**WHAT THIS TASK INVOLVES**
Copy every line in the records below that contains the word "feather".

SOURCE MATERIAL Start Marker

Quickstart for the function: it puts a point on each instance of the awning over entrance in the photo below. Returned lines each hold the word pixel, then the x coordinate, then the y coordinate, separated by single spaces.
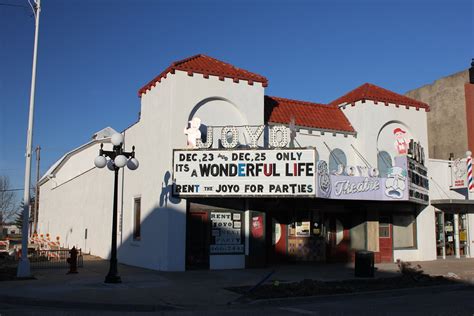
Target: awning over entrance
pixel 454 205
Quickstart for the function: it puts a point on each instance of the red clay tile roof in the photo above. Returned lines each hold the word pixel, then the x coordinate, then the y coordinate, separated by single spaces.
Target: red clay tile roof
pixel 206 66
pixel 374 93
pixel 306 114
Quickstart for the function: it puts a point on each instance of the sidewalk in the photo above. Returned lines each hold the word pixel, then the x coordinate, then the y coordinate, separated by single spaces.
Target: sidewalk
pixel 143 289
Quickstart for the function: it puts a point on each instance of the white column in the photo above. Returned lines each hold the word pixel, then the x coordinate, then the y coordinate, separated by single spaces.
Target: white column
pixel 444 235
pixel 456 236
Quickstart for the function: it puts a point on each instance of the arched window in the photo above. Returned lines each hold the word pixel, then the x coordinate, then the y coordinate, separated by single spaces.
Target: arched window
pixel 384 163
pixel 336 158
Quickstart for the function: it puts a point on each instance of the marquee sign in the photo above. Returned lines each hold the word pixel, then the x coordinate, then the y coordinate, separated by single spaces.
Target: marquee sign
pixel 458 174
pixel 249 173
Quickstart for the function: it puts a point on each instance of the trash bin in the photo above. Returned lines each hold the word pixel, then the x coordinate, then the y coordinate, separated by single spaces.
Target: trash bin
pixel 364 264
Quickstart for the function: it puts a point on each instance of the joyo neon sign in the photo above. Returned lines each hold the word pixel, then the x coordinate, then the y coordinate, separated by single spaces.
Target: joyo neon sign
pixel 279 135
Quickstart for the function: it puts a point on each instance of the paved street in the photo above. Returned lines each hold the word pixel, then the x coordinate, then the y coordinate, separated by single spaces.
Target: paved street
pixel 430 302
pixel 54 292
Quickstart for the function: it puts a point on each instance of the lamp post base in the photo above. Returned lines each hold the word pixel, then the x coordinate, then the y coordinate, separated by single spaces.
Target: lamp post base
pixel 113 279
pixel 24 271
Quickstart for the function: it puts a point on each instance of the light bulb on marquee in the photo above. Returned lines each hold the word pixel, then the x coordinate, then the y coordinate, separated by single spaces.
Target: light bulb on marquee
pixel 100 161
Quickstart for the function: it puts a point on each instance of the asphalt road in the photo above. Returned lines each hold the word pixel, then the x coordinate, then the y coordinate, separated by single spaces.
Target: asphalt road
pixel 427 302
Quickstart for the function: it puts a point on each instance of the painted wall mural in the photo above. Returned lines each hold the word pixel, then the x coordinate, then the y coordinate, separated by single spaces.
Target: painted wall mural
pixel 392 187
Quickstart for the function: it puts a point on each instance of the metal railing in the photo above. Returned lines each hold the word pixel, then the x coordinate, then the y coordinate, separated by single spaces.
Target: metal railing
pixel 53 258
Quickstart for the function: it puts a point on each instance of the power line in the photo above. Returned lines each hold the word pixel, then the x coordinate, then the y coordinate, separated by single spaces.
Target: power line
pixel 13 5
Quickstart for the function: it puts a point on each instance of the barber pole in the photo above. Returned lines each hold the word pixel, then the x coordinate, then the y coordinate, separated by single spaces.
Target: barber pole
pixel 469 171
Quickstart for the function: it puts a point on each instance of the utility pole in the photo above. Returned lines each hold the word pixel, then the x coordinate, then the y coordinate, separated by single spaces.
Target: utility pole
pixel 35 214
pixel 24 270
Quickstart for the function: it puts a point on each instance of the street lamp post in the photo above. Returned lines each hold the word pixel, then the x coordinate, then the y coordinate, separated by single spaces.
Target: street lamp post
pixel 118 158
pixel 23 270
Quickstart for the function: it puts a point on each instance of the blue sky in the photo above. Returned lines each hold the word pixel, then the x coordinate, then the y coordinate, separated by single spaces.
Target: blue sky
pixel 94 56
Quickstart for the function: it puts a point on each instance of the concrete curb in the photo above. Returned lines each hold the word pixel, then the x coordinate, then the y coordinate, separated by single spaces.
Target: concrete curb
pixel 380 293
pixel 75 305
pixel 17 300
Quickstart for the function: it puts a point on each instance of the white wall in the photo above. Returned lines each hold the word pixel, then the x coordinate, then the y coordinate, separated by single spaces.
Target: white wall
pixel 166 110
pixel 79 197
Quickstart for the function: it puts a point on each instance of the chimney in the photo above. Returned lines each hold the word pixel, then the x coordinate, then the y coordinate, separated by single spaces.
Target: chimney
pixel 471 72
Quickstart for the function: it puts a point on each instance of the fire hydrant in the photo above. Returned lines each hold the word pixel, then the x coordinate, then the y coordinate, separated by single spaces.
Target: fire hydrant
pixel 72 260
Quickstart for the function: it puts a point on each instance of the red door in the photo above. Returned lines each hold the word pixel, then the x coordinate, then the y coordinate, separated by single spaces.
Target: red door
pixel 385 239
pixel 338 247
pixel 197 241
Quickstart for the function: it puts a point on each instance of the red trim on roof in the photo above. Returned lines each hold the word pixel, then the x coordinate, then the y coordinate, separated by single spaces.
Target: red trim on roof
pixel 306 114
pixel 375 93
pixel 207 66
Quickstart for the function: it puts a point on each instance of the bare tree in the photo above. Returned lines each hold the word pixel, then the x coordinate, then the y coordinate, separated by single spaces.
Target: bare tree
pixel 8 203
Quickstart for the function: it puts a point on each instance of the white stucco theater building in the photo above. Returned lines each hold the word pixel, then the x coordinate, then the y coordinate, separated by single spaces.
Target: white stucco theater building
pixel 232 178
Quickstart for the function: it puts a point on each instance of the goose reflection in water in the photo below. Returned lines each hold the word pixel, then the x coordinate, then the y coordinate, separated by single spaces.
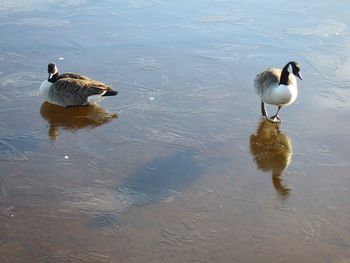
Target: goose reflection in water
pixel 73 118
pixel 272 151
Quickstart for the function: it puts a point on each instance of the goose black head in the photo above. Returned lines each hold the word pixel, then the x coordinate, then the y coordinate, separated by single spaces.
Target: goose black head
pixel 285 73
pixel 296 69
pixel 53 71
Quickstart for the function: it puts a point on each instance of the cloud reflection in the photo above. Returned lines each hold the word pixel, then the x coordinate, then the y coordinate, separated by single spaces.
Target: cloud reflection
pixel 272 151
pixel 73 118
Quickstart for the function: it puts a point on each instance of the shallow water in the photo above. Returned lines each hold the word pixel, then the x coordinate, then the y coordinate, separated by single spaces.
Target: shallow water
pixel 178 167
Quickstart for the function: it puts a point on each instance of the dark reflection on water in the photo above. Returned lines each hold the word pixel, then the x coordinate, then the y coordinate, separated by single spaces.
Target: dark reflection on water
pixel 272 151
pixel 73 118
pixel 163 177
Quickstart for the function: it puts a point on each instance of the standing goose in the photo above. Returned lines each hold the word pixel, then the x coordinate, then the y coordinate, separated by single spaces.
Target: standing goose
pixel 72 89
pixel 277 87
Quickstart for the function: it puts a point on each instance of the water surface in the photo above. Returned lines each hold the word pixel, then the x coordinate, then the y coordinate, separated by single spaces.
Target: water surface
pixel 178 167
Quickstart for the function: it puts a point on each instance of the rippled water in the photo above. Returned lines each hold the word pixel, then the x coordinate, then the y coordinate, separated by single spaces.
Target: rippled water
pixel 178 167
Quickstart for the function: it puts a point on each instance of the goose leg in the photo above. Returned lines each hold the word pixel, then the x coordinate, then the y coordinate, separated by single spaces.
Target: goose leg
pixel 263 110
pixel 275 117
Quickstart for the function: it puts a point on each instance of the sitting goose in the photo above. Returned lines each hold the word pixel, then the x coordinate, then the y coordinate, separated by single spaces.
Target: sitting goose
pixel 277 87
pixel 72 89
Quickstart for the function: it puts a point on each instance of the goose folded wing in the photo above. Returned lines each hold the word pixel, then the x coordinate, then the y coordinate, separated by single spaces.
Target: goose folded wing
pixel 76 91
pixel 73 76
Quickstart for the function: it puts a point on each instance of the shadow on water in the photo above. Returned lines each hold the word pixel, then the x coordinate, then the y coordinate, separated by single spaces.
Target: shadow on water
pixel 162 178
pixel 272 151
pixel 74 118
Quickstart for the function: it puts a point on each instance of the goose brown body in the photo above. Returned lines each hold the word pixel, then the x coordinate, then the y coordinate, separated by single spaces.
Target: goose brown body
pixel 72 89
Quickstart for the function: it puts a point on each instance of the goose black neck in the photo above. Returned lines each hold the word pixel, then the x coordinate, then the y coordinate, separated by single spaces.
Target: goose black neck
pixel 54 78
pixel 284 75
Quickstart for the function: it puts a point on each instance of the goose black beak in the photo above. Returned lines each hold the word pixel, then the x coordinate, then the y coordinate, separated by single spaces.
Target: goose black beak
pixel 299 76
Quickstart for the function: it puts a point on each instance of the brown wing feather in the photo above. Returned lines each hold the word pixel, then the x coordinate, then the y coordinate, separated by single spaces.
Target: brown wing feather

SOURCE MATERIAL End Marker

**PROBLEM SOLUTION**
Quickstart for the function: it puts a point on each instance of the brown wing feather in the photo above. Returned lines each hold the word pixel, then the x coordinate, then the y coordinate, separated by single spaces.
Target: brown wing feather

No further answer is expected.